_Provided data:_
----------

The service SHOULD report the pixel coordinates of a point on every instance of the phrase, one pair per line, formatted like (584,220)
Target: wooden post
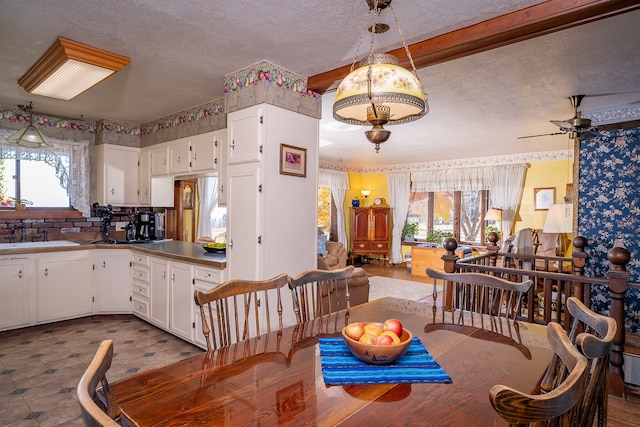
(618,278)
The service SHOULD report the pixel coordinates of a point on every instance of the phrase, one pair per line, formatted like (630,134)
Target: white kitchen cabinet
(144,178)
(159,313)
(64,285)
(222,167)
(180,156)
(272,218)
(113,281)
(159,160)
(117,175)
(15,294)
(140,285)
(181,300)
(245,135)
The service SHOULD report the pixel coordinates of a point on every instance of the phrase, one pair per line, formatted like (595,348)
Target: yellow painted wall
(542,175)
(539,175)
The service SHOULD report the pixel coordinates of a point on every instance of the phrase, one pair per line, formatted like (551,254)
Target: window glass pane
(39,185)
(443,212)
(470,216)
(418,212)
(324,209)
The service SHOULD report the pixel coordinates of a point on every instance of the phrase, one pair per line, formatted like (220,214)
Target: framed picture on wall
(293,160)
(543,198)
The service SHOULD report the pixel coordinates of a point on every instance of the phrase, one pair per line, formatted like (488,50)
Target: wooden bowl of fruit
(214,247)
(377,343)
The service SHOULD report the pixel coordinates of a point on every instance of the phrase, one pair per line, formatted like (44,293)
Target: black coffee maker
(143,226)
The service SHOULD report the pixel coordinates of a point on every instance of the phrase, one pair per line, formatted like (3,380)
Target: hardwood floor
(621,412)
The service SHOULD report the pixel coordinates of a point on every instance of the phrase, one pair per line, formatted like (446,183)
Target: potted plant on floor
(409,231)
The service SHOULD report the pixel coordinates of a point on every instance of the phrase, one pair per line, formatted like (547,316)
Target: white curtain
(70,160)
(207,200)
(504,182)
(506,191)
(399,188)
(338,182)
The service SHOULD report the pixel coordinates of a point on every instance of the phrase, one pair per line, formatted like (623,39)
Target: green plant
(437,236)
(410,229)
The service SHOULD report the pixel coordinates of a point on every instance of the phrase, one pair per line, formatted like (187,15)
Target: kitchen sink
(35,245)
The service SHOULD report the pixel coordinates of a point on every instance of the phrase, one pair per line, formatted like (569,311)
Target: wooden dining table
(277,379)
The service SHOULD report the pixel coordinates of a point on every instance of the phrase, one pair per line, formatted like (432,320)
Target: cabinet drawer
(141,274)
(140,259)
(141,307)
(209,275)
(141,289)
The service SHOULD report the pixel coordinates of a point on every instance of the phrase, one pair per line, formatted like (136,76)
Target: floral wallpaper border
(542,156)
(17,115)
(204,111)
(264,72)
(609,201)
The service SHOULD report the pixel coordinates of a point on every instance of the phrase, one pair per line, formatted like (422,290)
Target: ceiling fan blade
(543,134)
(563,124)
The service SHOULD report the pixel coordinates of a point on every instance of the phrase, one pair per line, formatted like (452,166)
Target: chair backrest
(557,407)
(99,407)
(240,309)
(593,335)
(491,297)
(319,292)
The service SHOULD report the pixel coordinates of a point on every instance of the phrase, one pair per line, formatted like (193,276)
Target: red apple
(393,325)
(383,340)
(354,330)
(393,335)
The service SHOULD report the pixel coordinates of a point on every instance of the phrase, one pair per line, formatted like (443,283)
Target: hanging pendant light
(29,136)
(380,91)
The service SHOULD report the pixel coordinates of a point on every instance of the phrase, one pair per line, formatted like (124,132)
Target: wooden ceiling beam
(524,24)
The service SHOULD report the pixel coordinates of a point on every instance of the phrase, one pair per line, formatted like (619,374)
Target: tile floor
(40,366)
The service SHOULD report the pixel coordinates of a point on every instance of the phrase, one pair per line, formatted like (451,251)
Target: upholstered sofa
(335,257)
(358,290)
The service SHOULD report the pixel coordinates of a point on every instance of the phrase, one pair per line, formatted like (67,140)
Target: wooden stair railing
(568,282)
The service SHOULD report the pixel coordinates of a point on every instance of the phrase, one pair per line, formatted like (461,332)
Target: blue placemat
(340,367)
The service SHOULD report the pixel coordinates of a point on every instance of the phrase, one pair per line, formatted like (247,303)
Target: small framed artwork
(293,160)
(544,198)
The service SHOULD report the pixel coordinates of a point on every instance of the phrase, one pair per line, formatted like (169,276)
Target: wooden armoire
(371,231)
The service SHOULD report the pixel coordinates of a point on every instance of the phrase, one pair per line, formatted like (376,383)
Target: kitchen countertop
(174,249)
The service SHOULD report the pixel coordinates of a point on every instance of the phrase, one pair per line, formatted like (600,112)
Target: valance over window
(70,159)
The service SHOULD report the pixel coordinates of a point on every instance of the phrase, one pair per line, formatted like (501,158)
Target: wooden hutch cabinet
(371,230)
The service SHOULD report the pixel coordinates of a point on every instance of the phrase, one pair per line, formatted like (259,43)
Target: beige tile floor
(40,366)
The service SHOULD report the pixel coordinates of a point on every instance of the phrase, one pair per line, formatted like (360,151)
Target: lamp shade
(493,214)
(382,83)
(559,219)
(69,68)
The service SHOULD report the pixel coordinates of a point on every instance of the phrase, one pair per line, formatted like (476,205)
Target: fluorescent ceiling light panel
(69,68)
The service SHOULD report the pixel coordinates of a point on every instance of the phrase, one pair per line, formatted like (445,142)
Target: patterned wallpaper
(609,210)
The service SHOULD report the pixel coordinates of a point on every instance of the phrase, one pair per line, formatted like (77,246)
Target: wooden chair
(593,335)
(557,407)
(316,293)
(99,407)
(494,299)
(240,309)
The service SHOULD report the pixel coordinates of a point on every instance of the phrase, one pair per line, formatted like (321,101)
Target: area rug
(380,287)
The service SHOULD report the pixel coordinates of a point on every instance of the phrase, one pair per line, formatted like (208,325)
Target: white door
(243,236)
(181,304)
(113,281)
(14,293)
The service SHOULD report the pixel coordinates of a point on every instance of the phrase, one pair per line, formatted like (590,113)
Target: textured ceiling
(180,53)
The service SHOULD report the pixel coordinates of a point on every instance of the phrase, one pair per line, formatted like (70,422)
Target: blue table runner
(340,367)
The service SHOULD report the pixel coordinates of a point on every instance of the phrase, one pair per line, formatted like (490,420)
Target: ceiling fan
(577,127)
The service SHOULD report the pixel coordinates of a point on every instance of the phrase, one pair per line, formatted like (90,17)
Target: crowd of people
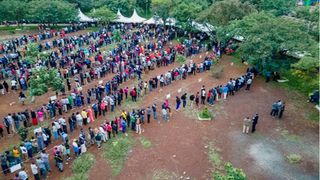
(139,52)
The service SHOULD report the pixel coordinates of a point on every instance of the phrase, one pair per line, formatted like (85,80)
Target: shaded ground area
(179,147)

----------

_Set task:_
Repeat verbatim the range of lines that opens at the line containing "formatted like (476,205)" and closes at the last line of the entries, excluding all pictures.

_Completed exercise:_
The service SHOULD report the pixel coordinates of a point on every instance of the phrase, one pair per line, formatted like (476,205)
Target: fluorescent ceiling light panel
(69,68)
The service SHOULD report the pixel coordinates of a point on every instance of the phrase, one pair per line, formatted like (445,142)
Target: patterned wallpaper
(609,210)
The service SHOULD report the pixel coordinates of a point on every instance of the phrase, one pair per line, formatted like (77,246)
Target: wooden chair
(593,335)
(557,407)
(316,293)
(99,407)
(494,299)
(240,309)
The service SHOULD report the pixel coordinates of a point on every instance of the phrase, one pair per line, formatted like (321,101)
Target: area rug
(380,287)
The service SHOULD report the pixel coordinates of a point on every instance of the phrase, one pair per line, formatted like (208,325)
Target: white door
(243,236)
(181,304)
(113,281)
(14,293)
The service SHOULD report the pixel coordinates of a point on every instance of the phrase, one pair per line, formatted like (590,113)
Target: textured ceiling
(180,53)
The service SHOULD report the pixel coordinates of a point on every instance of the phrase, one pair per line, formatted like (70,422)
Target: blue table runner
(340,367)
The service SHOULD report the pixel coordinates of a point on every instance of the phrase, one pair per line, formatted like (490,420)
Target: ceiling fan
(577,127)
The service SHOULD report the pixel coordinates of a point on every instance of the phrase, one pair per line, formatted like (90,17)
Target: crowd of people
(139,52)
The service SHOULD report the pixel coordinates of a point on every instance of the phrase, one pair per line, formatted like (85,80)
Target: shaded ground area
(179,147)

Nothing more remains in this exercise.